__ACTIVITY__: A complete answer retypes each of the records below precisely and includes none of the pictures.

[Dataset items]
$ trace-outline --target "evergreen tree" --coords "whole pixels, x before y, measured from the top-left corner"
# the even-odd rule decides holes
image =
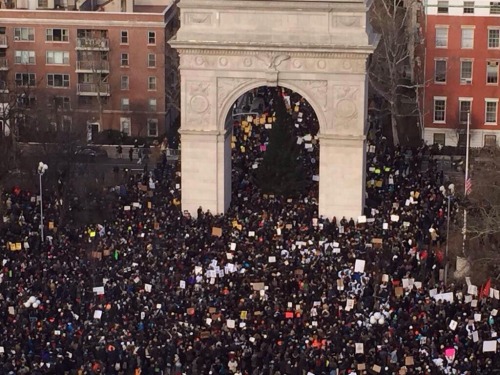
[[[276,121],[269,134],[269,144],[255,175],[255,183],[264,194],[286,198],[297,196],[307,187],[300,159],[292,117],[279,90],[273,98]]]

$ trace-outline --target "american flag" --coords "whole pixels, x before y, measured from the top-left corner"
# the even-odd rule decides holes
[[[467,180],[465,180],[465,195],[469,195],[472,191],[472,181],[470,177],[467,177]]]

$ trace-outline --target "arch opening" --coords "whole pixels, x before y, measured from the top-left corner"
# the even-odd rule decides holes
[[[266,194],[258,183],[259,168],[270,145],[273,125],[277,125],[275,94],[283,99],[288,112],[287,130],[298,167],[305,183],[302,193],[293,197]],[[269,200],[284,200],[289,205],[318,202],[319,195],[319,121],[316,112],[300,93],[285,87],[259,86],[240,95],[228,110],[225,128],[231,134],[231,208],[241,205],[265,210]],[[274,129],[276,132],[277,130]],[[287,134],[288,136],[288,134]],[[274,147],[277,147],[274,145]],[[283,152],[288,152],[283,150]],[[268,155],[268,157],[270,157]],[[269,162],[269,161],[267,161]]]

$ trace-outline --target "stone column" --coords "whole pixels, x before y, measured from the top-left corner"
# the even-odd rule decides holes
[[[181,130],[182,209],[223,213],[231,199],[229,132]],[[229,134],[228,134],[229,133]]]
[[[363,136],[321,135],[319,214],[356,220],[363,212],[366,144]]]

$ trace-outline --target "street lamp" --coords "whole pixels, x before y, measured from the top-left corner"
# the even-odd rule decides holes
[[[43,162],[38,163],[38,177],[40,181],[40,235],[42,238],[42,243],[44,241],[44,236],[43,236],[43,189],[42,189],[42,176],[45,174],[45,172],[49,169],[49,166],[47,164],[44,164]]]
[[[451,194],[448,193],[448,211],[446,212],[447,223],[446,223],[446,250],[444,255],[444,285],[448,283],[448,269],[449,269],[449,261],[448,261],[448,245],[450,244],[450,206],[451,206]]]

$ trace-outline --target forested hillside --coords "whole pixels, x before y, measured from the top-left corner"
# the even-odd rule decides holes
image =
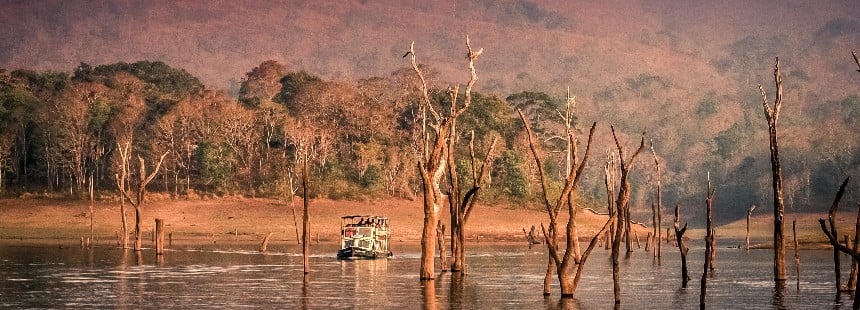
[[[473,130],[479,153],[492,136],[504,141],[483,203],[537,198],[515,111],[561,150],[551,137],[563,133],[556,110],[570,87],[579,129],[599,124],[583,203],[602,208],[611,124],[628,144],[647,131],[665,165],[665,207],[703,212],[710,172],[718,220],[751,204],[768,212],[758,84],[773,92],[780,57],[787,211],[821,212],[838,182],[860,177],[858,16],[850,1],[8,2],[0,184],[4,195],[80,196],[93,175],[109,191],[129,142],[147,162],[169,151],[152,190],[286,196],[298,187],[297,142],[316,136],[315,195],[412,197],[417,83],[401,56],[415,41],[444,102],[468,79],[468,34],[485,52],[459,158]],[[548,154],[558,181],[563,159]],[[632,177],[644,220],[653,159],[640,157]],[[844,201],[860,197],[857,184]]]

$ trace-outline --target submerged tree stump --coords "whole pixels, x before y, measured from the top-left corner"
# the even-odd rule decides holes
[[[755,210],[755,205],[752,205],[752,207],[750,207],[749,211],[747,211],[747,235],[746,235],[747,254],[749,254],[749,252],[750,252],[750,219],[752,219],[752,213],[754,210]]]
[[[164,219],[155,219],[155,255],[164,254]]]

__EXERCISE RESULT__:
$ trace-outline --target "evergreen tree" --coords "whole pixels, x before y, measured from the top-left corner"
# the even-odd rule decides holes
image =
[[[276,121],[269,134],[269,144],[255,175],[255,183],[264,194],[286,198],[297,196],[307,187],[300,159],[292,117],[279,90],[273,98]]]

$ trace-outline --target "american flag" --coords "whole pixels, x before y, measured from the top-left corner"
# the even-odd rule decides holes
[[[467,180],[465,180],[465,195],[469,195],[472,191],[472,181],[470,177],[467,177]]]

$ trace-outline --target "arch opening" --coords "whole pixels, x before y, measured from the top-left corner"
# the even-odd rule decides holes
[[[266,194],[258,183],[259,168],[270,145],[273,125],[277,125],[275,94],[283,99],[288,112],[287,130],[298,167],[305,183],[302,193],[293,197]],[[269,200],[284,200],[289,205],[318,202],[319,195],[319,121],[316,112],[300,93],[285,87],[259,86],[240,95],[228,110],[225,128],[231,134],[231,208],[241,205],[265,210]],[[274,129],[276,132],[277,130]],[[287,134],[288,136],[288,134]],[[274,147],[277,147],[274,145]],[[283,152],[288,152],[283,150]],[[268,155],[268,157],[270,157]],[[269,162],[269,161],[267,161]]]

$ trace-outline --target "stone column" --coords "whole pixels, x before y, measured from the top-left corner"
# the even-odd rule decides holes
[[[181,130],[182,209],[223,213],[231,199],[229,132]],[[229,134],[228,134],[229,133]]]
[[[363,136],[321,135],[319,214],[356,220],[363,212],[366,144]]]

$ trace-outline --target "street lamp" --coords "whole pixels, x before y, measured from the top-left corner"
# the even-odd rule decides holes
[[[43,162],[38,163],[38,177],[40,181],[40,235],[42,238],[42,243],[44,241],[44,236],[43,236],[43,189],[42,189],[42,176],[45,174],[45,172],[49,169],[49,166],[47,164],[44,164]]]
[[[451,194],[448,193],[448,211],[446,212],[447,223],[446,223],[446,250],[444,255],[444,285],[448,283],[448,269],[449,269],[449,261],[448,261],[448,245],[450,244],[450,206],[451,206]]]

$ trace-outline --target forested hillside --coords "whole pixels, x before y, measured from the top-left corner"
# the even-odd rule decides holes
image =
[[[473,130],[479,153],[492,136],[504,141],[483,203],[537,198],[515,111],[561,150],[551,137],[563,133],[556,110],[570,87],[579,129],[599,124],[583,203],[602,208],[611,124],[628,144],[647,131],[665,165],[665,207],[703,212],[710,172],[718,220],[751,204],[768,212],[758,84],[773,92],[780,57],[787,211],[821,212],[838,182],[860,177],[858,16],[850,1],[8,2],[0,184],[4,195],[80,196],[93,175],[109,191],[129,142],[147,162],[169,151],[152,190],[286,196],[298,187],[297,142],[316,136],[315,195],[412,197],[417,83],[401,56],[415,41],[444,102],[468,79],[468,34],[485,52],[459,158]],[[548,154],[558,181],[563,159]],[[632,177],[644,220],[653,159],[640,157]],[[844,201],[860,197],[857,184]]]

$ trace-outline --target submerged tree stump --coords "whole pixels, x before y, measured from the top-left corner"
# the even-odd rule decides holes
[[[755,210],[755,205],[752,205],[752,207],[750,207],[749,211],[747,211],[747,235],[746,235],[747,254],[749,254],[749,252],[750,252],[750,219],[752,219],[752,213],[754,210]]]
[[[164,219],[155,219],[155,255],[164,254]]]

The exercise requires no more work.